# Problem to solve
Comb through the entries for "yellow" and pull out each line that holds it.

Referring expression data
◇ ◇ ◇
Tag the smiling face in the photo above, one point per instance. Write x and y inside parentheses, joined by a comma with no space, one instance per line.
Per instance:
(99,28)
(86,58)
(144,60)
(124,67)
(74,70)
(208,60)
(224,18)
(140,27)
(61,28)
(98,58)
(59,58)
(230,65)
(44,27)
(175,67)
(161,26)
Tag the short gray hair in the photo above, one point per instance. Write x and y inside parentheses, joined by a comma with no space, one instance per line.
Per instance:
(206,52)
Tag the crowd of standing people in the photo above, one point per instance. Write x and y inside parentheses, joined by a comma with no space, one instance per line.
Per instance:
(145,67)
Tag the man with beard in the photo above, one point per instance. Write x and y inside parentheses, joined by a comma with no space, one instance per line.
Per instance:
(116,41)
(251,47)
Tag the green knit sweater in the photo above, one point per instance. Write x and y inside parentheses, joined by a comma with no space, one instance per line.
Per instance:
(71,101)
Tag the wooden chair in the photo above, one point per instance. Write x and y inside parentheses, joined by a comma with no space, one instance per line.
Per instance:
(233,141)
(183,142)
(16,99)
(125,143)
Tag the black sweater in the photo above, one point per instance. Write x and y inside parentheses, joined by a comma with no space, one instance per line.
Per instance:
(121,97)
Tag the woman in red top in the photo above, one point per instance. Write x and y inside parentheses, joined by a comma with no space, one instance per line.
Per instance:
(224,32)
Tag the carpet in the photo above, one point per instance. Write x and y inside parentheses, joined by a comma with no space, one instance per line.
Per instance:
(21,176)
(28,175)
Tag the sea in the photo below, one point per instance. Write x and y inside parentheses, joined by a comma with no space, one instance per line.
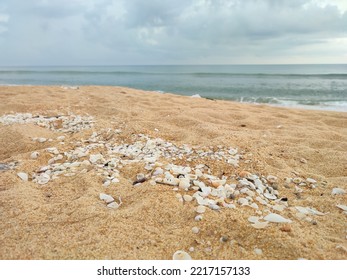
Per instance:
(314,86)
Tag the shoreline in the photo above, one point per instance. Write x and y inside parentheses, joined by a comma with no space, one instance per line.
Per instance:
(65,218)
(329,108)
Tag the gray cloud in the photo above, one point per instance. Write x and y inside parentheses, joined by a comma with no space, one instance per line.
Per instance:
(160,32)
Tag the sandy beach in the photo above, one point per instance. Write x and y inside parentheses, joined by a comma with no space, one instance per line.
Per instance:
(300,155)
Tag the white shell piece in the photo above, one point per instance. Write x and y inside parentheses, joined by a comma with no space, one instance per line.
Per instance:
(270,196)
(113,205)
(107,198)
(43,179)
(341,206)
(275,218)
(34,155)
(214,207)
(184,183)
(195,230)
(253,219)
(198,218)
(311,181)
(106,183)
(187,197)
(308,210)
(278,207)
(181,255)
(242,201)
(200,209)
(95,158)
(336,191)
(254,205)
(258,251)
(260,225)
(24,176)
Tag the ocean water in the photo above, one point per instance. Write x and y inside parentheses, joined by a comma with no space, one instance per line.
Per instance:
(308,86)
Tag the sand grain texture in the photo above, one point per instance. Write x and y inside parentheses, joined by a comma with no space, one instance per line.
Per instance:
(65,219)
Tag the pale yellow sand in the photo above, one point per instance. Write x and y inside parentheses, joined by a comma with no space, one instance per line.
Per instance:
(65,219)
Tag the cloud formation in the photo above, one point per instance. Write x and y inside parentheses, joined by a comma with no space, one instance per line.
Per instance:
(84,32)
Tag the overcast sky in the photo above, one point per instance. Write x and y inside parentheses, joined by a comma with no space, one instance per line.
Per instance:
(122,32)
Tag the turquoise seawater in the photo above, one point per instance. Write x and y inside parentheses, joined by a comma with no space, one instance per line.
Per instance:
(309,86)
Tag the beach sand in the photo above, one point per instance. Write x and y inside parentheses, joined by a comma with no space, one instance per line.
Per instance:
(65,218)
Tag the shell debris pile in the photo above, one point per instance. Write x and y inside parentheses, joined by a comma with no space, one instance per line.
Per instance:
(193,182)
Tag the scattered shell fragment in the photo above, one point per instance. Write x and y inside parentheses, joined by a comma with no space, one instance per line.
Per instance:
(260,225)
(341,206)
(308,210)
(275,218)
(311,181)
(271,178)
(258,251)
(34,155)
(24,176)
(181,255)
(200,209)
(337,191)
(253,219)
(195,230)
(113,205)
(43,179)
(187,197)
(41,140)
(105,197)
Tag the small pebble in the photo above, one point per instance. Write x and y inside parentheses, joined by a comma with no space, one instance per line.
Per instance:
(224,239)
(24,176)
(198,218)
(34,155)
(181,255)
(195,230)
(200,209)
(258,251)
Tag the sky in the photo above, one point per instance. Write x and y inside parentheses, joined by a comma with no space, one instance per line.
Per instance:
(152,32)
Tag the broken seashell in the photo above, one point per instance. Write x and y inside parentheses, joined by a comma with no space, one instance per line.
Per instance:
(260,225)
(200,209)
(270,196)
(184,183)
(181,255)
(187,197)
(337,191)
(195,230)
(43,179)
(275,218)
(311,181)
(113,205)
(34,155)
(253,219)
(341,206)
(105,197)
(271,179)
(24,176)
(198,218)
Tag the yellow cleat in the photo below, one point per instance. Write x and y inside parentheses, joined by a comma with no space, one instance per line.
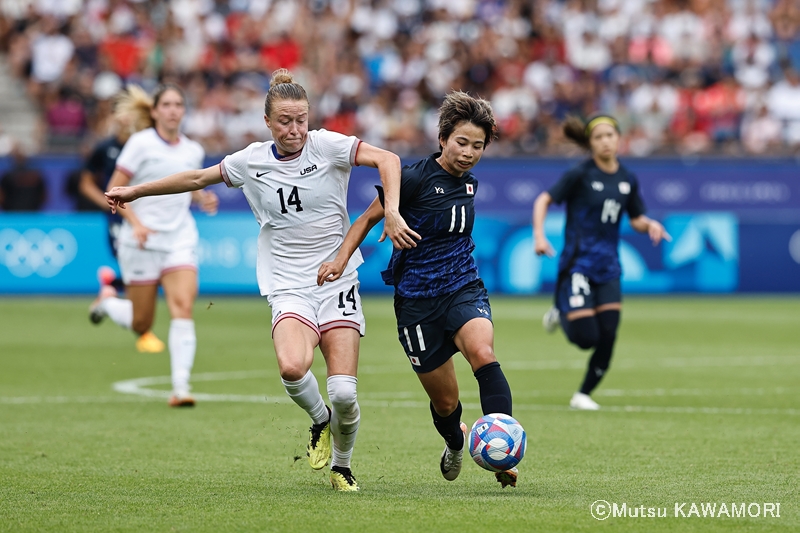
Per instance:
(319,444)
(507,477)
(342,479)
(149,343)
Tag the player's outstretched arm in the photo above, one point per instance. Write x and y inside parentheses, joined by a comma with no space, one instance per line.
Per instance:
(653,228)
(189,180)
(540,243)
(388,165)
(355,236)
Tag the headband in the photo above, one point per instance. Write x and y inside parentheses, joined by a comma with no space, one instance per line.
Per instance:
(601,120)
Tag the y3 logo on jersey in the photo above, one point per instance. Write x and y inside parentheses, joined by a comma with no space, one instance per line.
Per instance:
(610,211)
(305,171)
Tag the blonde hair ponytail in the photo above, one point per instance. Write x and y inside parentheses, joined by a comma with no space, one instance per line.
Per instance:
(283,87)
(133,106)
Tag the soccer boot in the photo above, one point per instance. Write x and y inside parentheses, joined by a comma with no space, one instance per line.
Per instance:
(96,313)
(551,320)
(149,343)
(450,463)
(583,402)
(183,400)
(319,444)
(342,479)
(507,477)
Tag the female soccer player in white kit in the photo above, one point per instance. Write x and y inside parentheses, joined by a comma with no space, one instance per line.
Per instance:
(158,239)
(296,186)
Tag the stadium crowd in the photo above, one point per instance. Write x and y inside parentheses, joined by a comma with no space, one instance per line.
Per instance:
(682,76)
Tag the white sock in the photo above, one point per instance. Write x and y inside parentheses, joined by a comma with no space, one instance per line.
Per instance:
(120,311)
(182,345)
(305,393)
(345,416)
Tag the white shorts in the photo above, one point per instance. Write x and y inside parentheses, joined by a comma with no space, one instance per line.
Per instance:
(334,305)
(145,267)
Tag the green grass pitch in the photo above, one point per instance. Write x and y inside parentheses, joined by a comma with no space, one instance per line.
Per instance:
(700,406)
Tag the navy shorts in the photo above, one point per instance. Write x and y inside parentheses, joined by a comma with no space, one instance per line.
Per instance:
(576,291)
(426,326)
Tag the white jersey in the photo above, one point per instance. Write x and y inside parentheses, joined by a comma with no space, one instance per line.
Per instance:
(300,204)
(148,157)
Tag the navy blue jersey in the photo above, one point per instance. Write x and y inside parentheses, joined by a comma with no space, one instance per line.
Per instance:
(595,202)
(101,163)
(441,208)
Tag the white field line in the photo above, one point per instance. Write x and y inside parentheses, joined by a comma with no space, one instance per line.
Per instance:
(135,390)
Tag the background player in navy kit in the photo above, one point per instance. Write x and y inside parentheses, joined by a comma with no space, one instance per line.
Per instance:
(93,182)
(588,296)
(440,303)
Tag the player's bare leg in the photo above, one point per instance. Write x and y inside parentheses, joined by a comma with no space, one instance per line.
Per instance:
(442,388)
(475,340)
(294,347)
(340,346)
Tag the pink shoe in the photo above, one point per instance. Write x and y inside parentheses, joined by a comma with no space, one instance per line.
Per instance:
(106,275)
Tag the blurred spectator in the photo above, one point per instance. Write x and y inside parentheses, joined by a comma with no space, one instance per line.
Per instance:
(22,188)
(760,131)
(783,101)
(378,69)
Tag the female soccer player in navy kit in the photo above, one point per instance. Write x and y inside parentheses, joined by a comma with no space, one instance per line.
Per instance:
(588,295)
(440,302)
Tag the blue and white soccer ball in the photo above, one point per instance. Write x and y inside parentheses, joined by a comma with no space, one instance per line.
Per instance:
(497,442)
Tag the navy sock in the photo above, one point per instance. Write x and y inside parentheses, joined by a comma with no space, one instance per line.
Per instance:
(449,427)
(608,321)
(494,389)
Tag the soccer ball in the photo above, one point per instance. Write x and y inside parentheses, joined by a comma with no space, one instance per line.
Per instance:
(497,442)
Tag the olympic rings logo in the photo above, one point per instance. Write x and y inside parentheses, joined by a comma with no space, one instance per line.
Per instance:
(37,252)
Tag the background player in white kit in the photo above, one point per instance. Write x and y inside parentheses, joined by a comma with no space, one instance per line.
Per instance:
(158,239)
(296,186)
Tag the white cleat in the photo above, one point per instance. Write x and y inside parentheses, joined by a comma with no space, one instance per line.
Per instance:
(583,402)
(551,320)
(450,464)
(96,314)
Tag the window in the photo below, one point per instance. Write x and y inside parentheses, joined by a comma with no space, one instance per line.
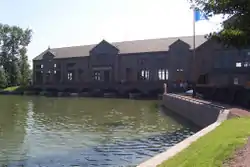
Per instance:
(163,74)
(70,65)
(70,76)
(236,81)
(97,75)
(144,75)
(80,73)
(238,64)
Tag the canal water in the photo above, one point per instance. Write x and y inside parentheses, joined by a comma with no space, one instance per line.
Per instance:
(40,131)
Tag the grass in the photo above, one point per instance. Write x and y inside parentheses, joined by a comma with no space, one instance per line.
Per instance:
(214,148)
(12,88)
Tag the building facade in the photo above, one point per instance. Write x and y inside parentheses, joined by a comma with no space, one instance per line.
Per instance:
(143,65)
◇ ◇ ◇
# Exercise solution
Tag the pale yellow sand in the photo above, one point per instance. Write x and y inside parentheses, joined by a comma with no space, one instance per line.
Tag the yellow cleat in the photo below, one point per instance. Write x and y inside parentheses, joined by a comma with no space, one instance per line.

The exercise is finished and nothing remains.